▼
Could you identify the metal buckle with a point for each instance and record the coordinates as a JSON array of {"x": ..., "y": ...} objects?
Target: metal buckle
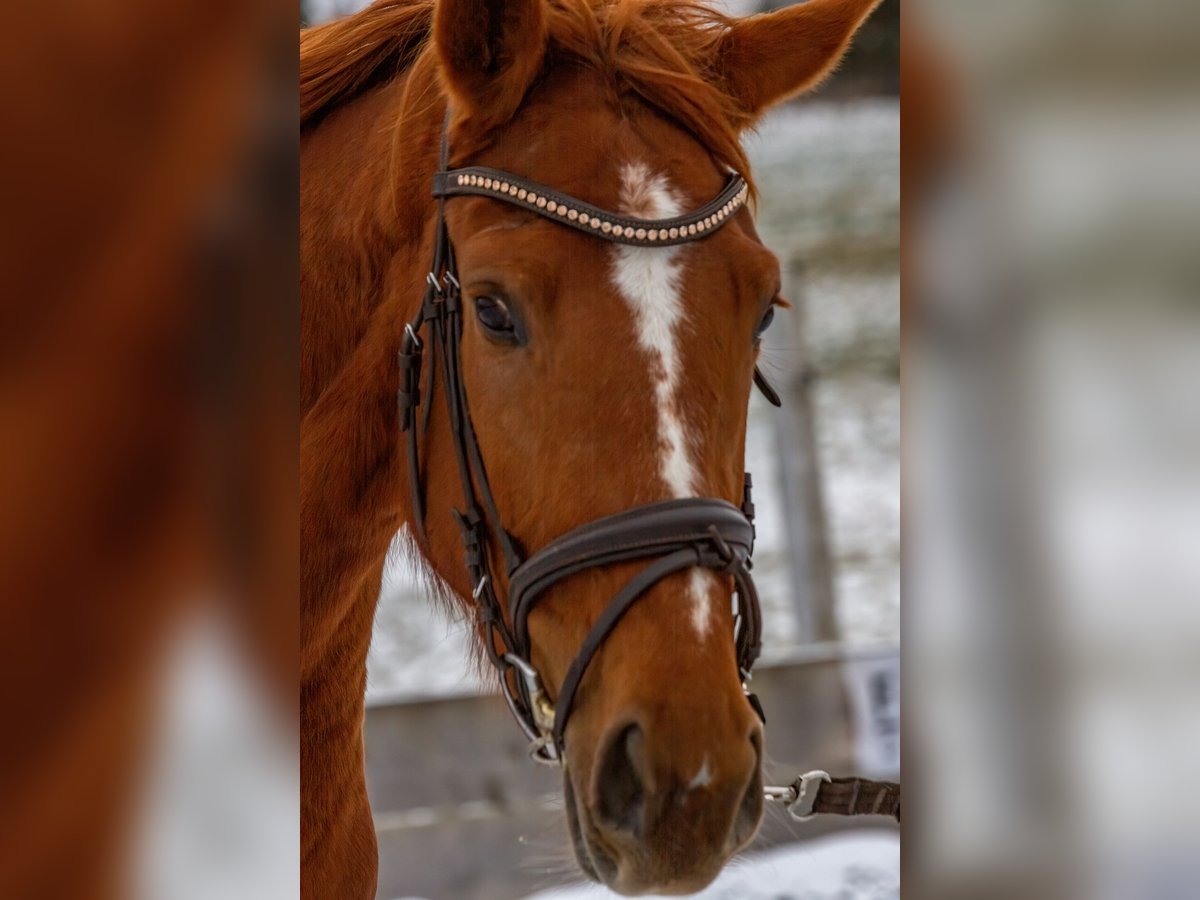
[
  {"x": 540, "y": 707},
  {"x": 544, "y": 753},
  {"x": 805, "y": 789},
  {"x": 412, "y": 334}
]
▲
§ Goal
Please revise the entries above by changing every "metal buckle" to "brass buckle" and keeping all else as it is. Omit the pictures.

§ Answer to the problem
Could you identify the brass buckle with a point for each instance and record the coordinates as a JSON array of {"x": ..., "y": ...} objects?
Target: brass buckle
[
  {"x": 540, "y": 707},
  {"x": 544, "y": 753},
  {"x": 805, "y": 789},
  {"x": 412, "y": 334}
]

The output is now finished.